START Given text

You might think, due to the coronavirus pandemic, that parents wouldn't have extra money to scrape together for college.
Not true, says Ksenia Yudina, CEO and founder of UNest, a revolutionary and simple user-friendly college savings app that allows family members to save for a child's education through a 529 college savings plan. The demand for UNest has resulted in more than 25,000 users despite the COVID-19 pandemic.
Yudina’s journey has taught her that all families are different, but, she says, “All share the same desire — to do the best thing for their kids.”
Yudina’s Friends Ask Questions
Yudina didn’t set out to launch a fintech startup right out of graduate school. In fact, she worked as a Certified Financial Advisor (CFA) for Capital Group American Funds, the nation's largest provider of 529 plans.
What ignited the spark?
“I started getting questions from my friends. They all graduated with student loans. I graduated from UCLA with $180,000 in student loans,” she says. “It creates so much financial burden for people. At the same time, they have kids and are wondering, ‘How can we start saving?’”

END Given text
START Data for review

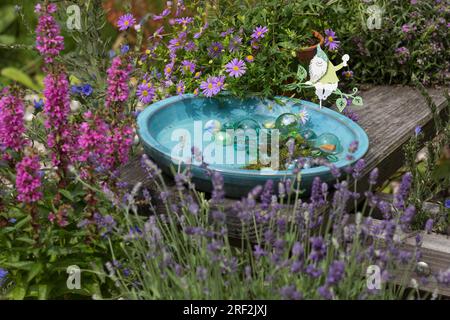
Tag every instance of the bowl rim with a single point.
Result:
(148, 140)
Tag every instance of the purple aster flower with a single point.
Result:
(38, 104)
(215, 49)
(163, 14)
(402, 54)
(168, 69)
(178, 42)
(190, 46)
(202, 29)
(325, 292)
(220, 82)
(259, 32)
(124, 49)
(331, 41)
(373, 177)
(3, 275)
(187, 66)
(250, 58)
(184, 21)
(209, 87)
(145, 92)
(226, 32)
(447, 203)
(259, 252)
(180, 87)
(417, 130)
(235, 68)
(235, 42)
(126, 21)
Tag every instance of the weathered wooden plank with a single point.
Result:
(389, 116)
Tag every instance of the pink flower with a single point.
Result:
(118, 75)
(57, 109)
(126, 21)
(102, 145)
(11, 122)
(28, 179)
(49, 41)
(235, 68)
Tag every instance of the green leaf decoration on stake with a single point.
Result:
(357, 101)
(341, 103)
(301, 73)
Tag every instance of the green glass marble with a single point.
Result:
(308, 134)
(228, 126)
(328, 143)
(247, 124)
(212, 126)
(332, 158)
(269, 124)
(286, 123)
(223, 138)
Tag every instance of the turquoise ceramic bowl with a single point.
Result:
(159, 123)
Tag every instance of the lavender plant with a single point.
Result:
(267, 246)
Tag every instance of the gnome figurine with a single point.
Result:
(322, 74)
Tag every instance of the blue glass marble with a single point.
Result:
(308, 134)
(328, 143)
(286, 123)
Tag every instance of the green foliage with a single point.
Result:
(431, 176)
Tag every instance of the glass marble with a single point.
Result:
(286, 123)
(328, 143)
(308, 134)
(248, 123)
(269, 124)
(227, 126)
(223, 138)
(212, 126)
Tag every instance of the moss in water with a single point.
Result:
(302, 148)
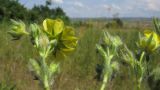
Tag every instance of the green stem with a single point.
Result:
(104, 83)
(45, 82)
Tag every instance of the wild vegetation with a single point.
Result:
(41, 52)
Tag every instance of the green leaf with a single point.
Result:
(35, 66)
(17, 29)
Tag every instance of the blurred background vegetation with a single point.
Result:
(78, 70)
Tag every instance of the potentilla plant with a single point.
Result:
(149, 43)
(138, 66)
(108, 50)
(54, 38)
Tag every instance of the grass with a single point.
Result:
(77, 70)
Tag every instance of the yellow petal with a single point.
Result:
(48, 26)
(58, 27)
(53, 27)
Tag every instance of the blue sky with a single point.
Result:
(104, 8)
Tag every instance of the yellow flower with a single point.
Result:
(150, 42)
(53, 27)
(65, 35)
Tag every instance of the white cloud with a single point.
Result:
(111, 7)
(79, 4)
(58, 1)
(153, 5)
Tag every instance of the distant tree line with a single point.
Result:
(12, 9)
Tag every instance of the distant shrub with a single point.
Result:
(115, 23)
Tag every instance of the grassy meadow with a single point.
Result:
(78, 70)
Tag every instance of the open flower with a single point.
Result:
(150, 41)
(65, 35)
(53, 27)
(17, 29)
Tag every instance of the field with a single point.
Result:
(78, 70)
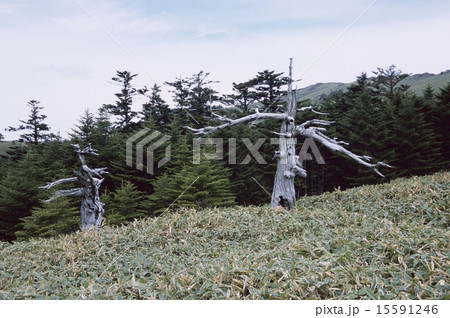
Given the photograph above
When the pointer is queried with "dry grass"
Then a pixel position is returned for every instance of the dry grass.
(375, 242)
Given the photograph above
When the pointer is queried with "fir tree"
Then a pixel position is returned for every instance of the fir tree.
(122, 108)
(204, 186)
(124, 205)
(35, 125)
(156, 109)
(85, 129)
(57, 217)
(441, 122)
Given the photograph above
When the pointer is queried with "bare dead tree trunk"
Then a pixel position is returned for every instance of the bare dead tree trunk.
(89, 181)
(288, 164)
(283, 193)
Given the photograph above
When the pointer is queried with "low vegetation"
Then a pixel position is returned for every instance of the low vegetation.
(388, 241)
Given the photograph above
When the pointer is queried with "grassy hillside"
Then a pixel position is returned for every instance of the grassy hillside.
(418, 82)
(386, 241)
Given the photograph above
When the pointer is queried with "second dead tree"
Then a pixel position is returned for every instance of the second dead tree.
(89, 181)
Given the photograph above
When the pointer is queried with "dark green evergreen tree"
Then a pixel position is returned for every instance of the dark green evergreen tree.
(124, 205)
(197, 186)
(85, 129)
(194, 98)
(37, 129)
(418, 148)
(244, 96)
(388, 79)
(156, 109)
(19, 192)
(441, 122)
(60, 216)
(122, 108)
(268, 86)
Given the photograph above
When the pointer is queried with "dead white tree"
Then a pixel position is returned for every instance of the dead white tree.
(89, 181)
(288, 165)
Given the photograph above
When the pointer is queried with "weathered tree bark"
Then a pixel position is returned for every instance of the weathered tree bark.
(89, 181)
(288, 165)
(283, 193)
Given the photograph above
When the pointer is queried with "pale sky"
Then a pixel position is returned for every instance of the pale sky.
(64, 52)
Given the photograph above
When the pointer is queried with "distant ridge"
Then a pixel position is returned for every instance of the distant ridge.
(418, 82)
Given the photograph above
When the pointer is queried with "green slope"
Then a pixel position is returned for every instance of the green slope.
(418, 82)
(388, 241)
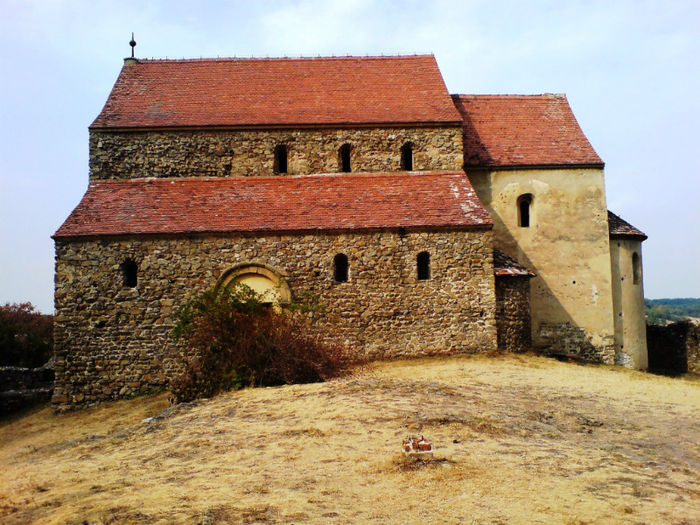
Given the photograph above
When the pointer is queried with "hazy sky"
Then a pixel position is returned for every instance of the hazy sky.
(629, 68)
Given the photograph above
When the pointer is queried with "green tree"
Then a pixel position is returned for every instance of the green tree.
(26, 336)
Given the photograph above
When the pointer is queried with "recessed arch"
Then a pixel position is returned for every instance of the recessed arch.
(263, 279)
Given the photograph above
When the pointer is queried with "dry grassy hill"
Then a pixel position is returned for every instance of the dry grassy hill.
(518, 440)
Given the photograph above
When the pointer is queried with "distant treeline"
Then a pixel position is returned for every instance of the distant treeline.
(662, 311)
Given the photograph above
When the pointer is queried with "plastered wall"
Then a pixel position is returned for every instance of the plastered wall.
(628, 304)
(566, 245)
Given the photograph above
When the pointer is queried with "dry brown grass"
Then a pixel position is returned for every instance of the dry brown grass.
(517, 440)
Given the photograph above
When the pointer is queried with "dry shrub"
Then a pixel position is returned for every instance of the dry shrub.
(234, 340)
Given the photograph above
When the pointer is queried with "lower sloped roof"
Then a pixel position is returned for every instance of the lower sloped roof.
(274, 204)
(505, 266)
(618, 227)
(522, 130)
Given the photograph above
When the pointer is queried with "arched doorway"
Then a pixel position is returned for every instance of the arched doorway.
(262, 279)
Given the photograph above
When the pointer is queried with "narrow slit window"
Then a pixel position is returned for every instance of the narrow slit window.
(407, 157)
(340, 268)
(636, 269)
(130, 272)
(423, 266)
(281, 159)
(344, 154)
(524, 209)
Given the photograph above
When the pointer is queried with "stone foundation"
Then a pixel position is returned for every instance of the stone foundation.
(196, 153)
(114, 341)
(566, 339)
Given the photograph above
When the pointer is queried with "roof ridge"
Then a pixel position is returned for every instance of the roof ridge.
(300, 57)
(509, 95)
(174, 180)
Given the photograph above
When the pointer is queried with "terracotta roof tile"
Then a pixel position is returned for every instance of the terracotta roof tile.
(273, 204)
(277, 92)
(522, 130)
(620, 228)
(504, 266)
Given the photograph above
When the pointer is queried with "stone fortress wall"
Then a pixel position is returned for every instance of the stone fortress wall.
(114, 341)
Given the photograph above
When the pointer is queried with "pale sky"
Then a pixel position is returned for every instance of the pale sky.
(630, 70)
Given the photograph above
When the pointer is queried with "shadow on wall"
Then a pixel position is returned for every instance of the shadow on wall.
(560, 337)
(674, 349)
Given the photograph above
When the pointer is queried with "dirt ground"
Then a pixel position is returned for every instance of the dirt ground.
(518, 439)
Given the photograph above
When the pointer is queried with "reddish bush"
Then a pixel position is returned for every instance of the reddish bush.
(233, 340)
(26, 336)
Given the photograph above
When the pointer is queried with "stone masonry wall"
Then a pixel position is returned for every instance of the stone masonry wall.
(113, 341)
(196, 153)
(513, 314)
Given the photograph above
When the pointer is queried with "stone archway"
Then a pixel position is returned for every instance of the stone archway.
(262, 279)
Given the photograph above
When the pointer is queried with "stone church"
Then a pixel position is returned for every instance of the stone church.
(424, 222)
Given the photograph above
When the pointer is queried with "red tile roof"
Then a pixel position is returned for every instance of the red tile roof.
(621, 228)
(504, 266)
(278, 92)
(522, 130)
(273, 204)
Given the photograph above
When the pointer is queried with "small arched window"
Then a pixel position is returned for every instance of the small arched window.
(344, 158)
(280, 159)
(407, 157)
(423, 266)
(524, 208)
(130, 272)
(340, 268)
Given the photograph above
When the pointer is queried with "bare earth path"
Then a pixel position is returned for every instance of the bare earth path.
(518, 440)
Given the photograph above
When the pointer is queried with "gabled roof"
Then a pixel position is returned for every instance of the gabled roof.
(504, 266)
(621, 228)
(522, 130)
(276, 204)
(278, 92)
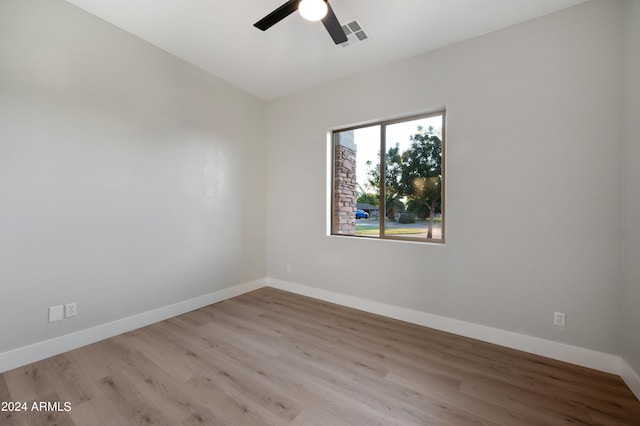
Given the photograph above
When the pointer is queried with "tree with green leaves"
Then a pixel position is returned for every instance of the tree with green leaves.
(420, 178)
(393, 171)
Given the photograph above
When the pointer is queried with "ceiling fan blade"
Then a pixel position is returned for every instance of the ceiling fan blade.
(277, 15)
(333, 26)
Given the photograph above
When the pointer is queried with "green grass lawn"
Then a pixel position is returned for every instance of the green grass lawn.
(374, 230)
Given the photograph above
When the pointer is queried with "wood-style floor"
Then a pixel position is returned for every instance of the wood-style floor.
(274, 358)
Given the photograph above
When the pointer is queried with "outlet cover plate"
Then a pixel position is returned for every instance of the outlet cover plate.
(56, 313)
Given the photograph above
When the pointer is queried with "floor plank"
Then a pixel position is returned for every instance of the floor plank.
(275, 358)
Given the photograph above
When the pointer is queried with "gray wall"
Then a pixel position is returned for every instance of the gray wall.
(129, 180)
(534, 195)
(631, 235)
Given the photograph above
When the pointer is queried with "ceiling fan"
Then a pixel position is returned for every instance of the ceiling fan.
(312, 10)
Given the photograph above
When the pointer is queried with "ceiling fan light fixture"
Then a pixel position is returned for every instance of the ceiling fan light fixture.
(313, 10)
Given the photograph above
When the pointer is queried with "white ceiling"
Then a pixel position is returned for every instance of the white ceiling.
(218, 36)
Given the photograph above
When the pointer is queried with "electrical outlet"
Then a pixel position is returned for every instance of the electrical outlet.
(70, 310)
(55, 313)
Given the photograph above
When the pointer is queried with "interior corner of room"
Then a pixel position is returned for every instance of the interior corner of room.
(135, 186)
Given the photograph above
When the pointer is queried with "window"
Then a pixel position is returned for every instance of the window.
(388, 179)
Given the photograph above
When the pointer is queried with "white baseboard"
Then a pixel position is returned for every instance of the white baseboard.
(575, 355)
(41, 350)
(630, 377)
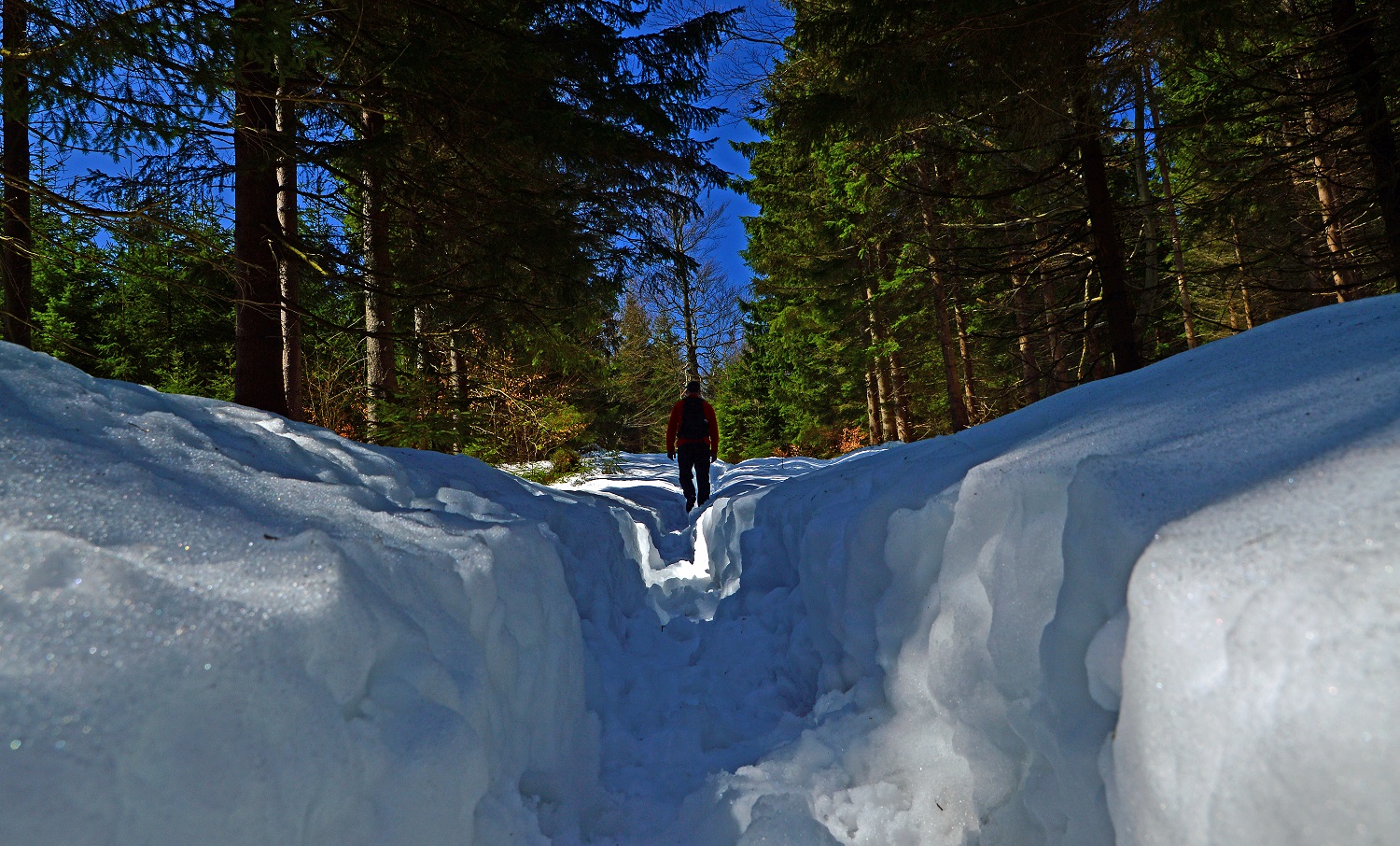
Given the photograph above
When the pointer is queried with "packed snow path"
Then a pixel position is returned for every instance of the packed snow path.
(1156, 610)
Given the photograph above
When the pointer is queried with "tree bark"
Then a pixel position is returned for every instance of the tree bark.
(288, 263)
(1164, 168)
(381, 377)
(1108, 251)
(957, 409)
(258, 378)
(884, 375)
(903, 422)
(1354, 35)
(1029, 374)
(1239, 260)
(16, 249)
(1058, 367)
(1343, 277)
(963, 350)
(1150, 271)
(873, 406)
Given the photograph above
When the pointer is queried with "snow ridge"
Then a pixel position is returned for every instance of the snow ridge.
(1153, 610)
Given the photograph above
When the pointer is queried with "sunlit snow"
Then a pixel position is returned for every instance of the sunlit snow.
(1156, 610)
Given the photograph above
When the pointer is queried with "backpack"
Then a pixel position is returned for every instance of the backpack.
(693, 426)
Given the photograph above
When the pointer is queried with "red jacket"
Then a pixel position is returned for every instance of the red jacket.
(675, 425)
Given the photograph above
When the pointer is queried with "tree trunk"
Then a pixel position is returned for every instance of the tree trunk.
(381, 377)
(873, 406)
(889, 430)
(1354, 35)
(1343, 277)
(258, 378)
(884, 384)
(16, 249)
(903, 422)
(1029, 375)
(689, 316)
(1058, 367)
(1164, 168)
(288, 263)
(963, 352)
(456, 380)
(1108, 251)
(957, 409)
(1089, 352)
(1150, 282)
(1239, 260)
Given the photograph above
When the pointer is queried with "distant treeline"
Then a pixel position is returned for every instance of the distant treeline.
(409, 221)
(968, 206)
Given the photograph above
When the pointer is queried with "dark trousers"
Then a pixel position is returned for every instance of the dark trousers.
(694, 457)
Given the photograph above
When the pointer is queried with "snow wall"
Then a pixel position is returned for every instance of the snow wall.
(1161, 608)
(217, 627)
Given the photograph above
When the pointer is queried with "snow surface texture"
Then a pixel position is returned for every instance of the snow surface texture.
(1162, 608)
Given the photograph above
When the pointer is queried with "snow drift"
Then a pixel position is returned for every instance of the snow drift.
(1161, 608)
(1156, 610)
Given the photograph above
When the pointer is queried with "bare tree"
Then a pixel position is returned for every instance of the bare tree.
(692, 289)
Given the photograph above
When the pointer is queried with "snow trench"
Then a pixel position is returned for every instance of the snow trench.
(1161, 608)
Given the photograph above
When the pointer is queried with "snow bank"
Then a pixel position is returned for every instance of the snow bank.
(217, 627)
(1158, 610)
(960, 613)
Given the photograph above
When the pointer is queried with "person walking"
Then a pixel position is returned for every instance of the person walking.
(693, 433)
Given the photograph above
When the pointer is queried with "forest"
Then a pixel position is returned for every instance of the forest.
(486, 226)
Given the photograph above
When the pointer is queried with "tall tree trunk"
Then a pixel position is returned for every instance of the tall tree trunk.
(1089, 352)
(688, 313)
(957, 408)
(1239, 260)
(258, 380)
(1108, 251)
(903, 422)
(456, 381)
(1150, 272)
(288, 263)
(1058, 358)
(963, 350)
(381, 377)
(873, 406)
(1354, 35)
(420, 339)
(889, 426)
(1343, 276)
(16, 249)
(1164, 168)
(1029, 375)
(889, 430)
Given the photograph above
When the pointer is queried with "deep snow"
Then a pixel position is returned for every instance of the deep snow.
(1161, 608)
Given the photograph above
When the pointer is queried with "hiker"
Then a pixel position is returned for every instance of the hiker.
(694, 434)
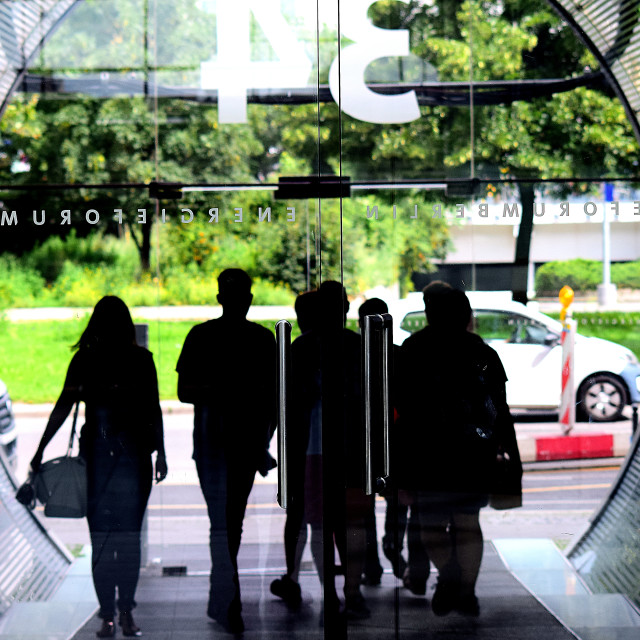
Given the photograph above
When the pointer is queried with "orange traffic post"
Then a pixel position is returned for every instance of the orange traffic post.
(567, 396)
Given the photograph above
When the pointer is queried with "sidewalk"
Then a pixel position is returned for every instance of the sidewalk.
(538, 440)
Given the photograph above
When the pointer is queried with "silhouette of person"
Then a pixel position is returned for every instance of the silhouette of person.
(307, 308)
(452, 418)
(327, 418)
(117, 381)
(227, 370)
(397, 520)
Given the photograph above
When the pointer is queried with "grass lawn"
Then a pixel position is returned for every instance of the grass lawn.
(35, 355)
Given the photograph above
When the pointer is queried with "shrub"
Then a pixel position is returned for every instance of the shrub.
(19, 285)
(626, 274)
(49, 258)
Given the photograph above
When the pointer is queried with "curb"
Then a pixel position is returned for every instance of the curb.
(553, 448)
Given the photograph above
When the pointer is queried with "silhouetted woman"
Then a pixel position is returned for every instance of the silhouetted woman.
(117, 381)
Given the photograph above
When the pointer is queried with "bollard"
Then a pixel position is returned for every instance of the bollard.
(142, 339)
(567, 408)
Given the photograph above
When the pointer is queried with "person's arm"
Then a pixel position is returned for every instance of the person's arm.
(68, 397)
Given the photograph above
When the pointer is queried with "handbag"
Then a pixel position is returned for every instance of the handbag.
(61, 484)
(506, 483)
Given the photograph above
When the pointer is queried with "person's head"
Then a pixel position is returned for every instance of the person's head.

END Data for review

Repeat the part of the UNest article from "Yudina’s journey has" up to and including "ignited the spark?". The listing comes from a separate source and is unrelated to the UNest article.

Yudina’s journey has taught her that all families are different, but, she says, “All share the same desire — to do the best thing for their kids.”
Yudina’s Friends Ask Questions
Yudina didn’t set out to launch a fintech startup right out of graduate school. In fact, she worked as a Certified Financial Advisor (CFA) for Capital Group American Funds, the nation's largest provider of 529 plans.
What ignited the spark?